Directions ::
1/ Reproduce the part of the olfactory art text between "Sillage is an" and "Museum in Baltimore.", inclusive.
2/ Answer these from the olfactory art text:
(a) In what year did Takako Saito make the scent-based chess sets?
(b) In which city was Clara Ursitti's 1994 exhibit shown?
(c) To how many seats were the fragrances of Green Aria: A Scent Opera pumped?

# start of Provided text

Olfactory art is an art form that uses scents as a medium. Olfactory art includes perfume as well as other applications of scent.

The art form has been a recognized genre since at least 1980. Marcel Duchamp was one of the first artists who pioneered with using scents in art.

Examples of olfactory art
In 1938, the poet Benjamin Péret roasted coffee behind screens at the Exposition Internationale du Surréalisme which was orchestrated by Marcel Duchamp, and was possibly one of the first true examples of olfactory art. (from the book "Salon to Biennial - Exhibitions that Made Art History", Volume 1: 1863-1959 Hardcover – July 2, 2008
by Bruce Altshuler)

A series of chess sets where the pieces could be distinguished only by scent were made by Takako Saito in 1965. Spice Chess and Smell Chess relied on the use of spices or scented liquids in the pieces. In Spice Chess, the black king was scented with asafetida, the black queen with cayenne, and the black bishops with cumin. The white pieces included cinnamon pawns, nutmeg rooks, ginger knights and an anise white queen.

Self-Portrait in Scent, Sketch no. 1 was a 1994 exhibit by Clara Ursitti at The Centre for Contemporary Arts in Glasgow, Scotland. It consisted of a small, specially constructed room outfitted with motion sensors and scent dispensers. Art historian Caro Verbeek, of the Vrije Universiteit and the Rijksmuseum Amsterdam, cites this work as a breakthrough in both artistic and technological terms.

Green Aria: A Scent Opera was an exhibit by Christophe Laudamiel at the Guggenheim that incorporated both over two dozen fragrances pumped through special "scent microphones" to 148 seats, accompanied by music. Some scents were intended to invoke natural fragrances, while others were described as "Industrial" or "Absolute Zero".

Sillage is an ongoing olfactory public artwork by Brian Goeltzenleuchter in which the artist asks a city's residents to name smells associated with different regions of the city. He then translates the responses into bottled fragrances representing each region. The project culminates in an event at an art museum during which visitors are sprayed with the scent of their neighborhood and are encouraged to interact with others who smelled differently. The resulting scent portrait is intended to stimulate conversation and provide a representation of the museum's demographic. In 2014, the Santa Monica Museum of Art (now Institute for Contemporary Art in Los Angeles) hosted the project. In 2016, the project was realized at the Walters Art Museum in Baltimore.

# end of Provided text
# start of Stored records

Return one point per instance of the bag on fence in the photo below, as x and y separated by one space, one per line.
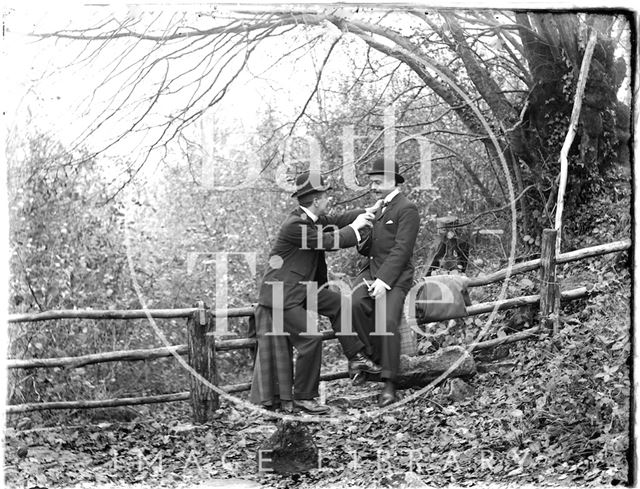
408 340
442 297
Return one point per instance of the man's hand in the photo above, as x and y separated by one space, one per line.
363 220
375 206
377 289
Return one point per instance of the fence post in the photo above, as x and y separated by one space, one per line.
549 290
201 346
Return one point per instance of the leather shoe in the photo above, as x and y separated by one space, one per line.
360 363
286 407
387 396
359 378
311 406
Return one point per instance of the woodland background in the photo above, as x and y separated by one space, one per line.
130 184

# end of Stored records

Results by task ::
1/
Sillage is an ongoing olfactory public artwork by Brian Goeltzenleuchter in which the artist asks a city's residents to name smells associated with different regions of the city. He then translates the responses into bottled fragrances representing each region. The project culminates in an event at an art museum during which visitors are sprayed with the scent of their neighborhood and are encouraged to interact with others who smelled differently. The resulting scent portrait is intended to stimulate conversation and provide a representation of the museum's demographic. In 2014, the Santa Monica Museum of Art (now Institute for Contemporary Art in Los Angeles) hosted the project. In 2016, the project was realized at the Walters Art Museum in Baltimore.

2/
(a) 1965
(b) Glasgow, Scotland
(c) 148